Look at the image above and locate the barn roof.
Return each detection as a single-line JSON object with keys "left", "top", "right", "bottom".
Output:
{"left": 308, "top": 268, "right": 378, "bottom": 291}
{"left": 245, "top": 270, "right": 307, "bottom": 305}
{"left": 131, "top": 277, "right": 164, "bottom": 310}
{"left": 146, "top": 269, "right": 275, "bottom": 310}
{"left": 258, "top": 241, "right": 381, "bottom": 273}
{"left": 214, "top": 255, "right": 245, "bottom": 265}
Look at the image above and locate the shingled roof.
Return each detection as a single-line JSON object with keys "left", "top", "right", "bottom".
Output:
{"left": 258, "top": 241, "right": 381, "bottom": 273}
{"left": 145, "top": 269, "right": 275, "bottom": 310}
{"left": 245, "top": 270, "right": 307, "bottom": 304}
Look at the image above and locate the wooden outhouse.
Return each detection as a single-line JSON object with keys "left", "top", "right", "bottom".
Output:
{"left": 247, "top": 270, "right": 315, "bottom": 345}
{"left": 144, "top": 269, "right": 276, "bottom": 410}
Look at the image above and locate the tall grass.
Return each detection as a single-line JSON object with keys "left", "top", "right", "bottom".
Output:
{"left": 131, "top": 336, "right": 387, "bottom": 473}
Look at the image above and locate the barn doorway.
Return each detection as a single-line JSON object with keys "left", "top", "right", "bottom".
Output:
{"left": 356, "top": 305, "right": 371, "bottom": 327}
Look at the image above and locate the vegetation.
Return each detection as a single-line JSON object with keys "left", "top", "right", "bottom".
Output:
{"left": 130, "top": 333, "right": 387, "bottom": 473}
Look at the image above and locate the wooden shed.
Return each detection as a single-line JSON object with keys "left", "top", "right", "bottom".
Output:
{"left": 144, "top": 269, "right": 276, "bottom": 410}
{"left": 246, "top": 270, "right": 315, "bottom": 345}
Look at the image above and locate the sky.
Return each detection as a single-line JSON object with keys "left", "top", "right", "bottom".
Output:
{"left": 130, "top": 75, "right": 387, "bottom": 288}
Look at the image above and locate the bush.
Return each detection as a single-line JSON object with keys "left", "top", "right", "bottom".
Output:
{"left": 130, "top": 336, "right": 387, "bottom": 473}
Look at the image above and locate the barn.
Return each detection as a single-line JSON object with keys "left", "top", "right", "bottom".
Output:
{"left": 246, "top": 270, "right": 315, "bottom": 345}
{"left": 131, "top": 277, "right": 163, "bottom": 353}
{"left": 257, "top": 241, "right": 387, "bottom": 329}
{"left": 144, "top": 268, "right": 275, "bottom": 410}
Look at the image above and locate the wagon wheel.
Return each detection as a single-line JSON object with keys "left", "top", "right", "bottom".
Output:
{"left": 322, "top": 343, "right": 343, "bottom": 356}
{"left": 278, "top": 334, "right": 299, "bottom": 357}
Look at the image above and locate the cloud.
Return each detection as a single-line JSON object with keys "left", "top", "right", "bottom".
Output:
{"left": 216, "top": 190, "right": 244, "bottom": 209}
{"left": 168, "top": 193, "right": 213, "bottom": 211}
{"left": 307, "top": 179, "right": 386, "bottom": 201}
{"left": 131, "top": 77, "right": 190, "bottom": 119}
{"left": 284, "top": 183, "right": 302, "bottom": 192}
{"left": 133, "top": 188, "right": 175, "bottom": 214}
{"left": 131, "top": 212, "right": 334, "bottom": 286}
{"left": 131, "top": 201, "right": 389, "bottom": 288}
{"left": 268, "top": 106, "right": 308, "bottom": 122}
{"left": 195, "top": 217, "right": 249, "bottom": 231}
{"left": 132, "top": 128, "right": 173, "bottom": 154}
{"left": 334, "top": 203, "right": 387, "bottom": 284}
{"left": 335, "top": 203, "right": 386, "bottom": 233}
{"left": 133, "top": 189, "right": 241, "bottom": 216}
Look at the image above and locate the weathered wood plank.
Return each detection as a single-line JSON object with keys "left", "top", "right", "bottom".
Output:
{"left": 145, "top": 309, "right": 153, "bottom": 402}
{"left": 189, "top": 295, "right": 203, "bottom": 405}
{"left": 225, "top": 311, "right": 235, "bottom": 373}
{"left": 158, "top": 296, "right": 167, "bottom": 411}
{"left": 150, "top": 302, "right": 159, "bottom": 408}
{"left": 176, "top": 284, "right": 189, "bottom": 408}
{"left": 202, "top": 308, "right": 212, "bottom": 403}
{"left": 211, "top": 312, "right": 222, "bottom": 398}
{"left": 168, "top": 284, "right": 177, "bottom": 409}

* * *

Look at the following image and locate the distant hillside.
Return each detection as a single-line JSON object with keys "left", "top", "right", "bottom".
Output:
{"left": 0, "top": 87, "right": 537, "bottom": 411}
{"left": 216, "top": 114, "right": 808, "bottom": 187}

■ TASK DETAILS
Output each line of the listing in which the string "roof" is found.

■ RESPONSE FOR THIS EXERCISE
Look at the image above and locate the barn roof.
Look at the image above and locate the shingled roof.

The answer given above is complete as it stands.